**Objectives**
#1 In the passage on multimedia metadata, why does the author say a tag can be inserted into an audio stream in much the same way as into text? Answer in one to three sentences.
#2 Reproduce the stretch of the passage on multimedia metadata from "When we try" through "insert audio tags.", word for word.
#3 Carry on the passage on multimedia metadata, picking up right after its final sentence.

**Text to read**
──────────────────────────────

Metadata for Multimedia

Ramesh Jain writes:

Text is effectively one dimensional though it is organized on a two-dimensional surface for practical reasons. Currently, most meta data is also inserted using textual approaches. To denote the semantics of a data item, a tag is introduced before it to indicate the start of the semantics and another closing tag is introduced to signal the end. These tags can also have structuring mechanisms to build compound semantics and dictionaries of tags may be compiled to standardize and translate use of tags by different people.

When we try to assign tags to other media, things start getting a bit problematic due to the nature of media and the fact that current methods to assign tags are textual. Suppose that you have an audio stream, may be speech or may be other kind of audio, how do we assign tags in this? Luckily audio is still one dimensional and hence one can insert some kind of tag in a similar way as we do in texts. But this tag will not be textual, this should be audio. We have not yet considered mechanisms to insert audio tags.

──────────────────────────────

**Dataset excerpt**
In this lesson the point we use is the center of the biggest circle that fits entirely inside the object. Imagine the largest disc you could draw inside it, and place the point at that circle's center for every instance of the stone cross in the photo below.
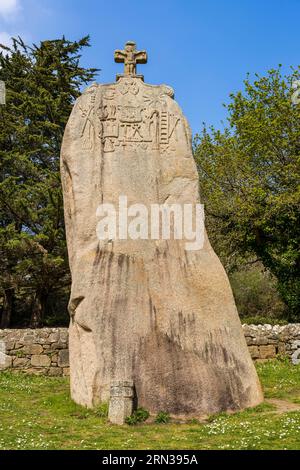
(2, 92)
(130, 56)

──────────────────────────────

**Answers for the tasks**
#1 Audio, like text, is still one dimensional. Because of this, a tag can be placed at a point in the stream the same way tags are placed in text.

#2
When we try to assign tags to other media, things start getting a bit problematic due to the nature of media and the fact that current methods to assign tags are textual. Suppose that you have an audio stream, may be speech or may be other kind of audio, how do we assign tags in this? Luckily audio is still one dimensional and hence one can insert some kind of tag in a similar way as we do in texts. But this tag will not be textual, this should be audio. We have not yet considered mechanisms to insert audio tags.

#3
I believe that we can utilize meta data for multimedia data. But the beauty of the multimedia data is that it brings in a strong experiential component that is not captured using abstract tags. So techniques needs to be developed that will create meta data that will do justice to multimedia data.

Diego adds:

The problem is not just one of metadata creation, but of metadata access.

Metadata is inevitably thought of as “extra tags” because, first and foremost, our main interface for dealing with information is still textual. We don’t have VR navigation systems, and voice-controlled systems rely on Voice-to-Text translation, rather than using voice itself as a mechanism for navigation.

Creating multimedia metadata will be key, but I suspect that this will have limited applicability until multimedia itself can be navigated in “native” (read: non-textual) form. Until both of these elements exist, I think that using text both as metadata (even if it’s generated through conversions, or context, like Google Image Search does) and text-based interfaces will remain the rule, rather than the exception.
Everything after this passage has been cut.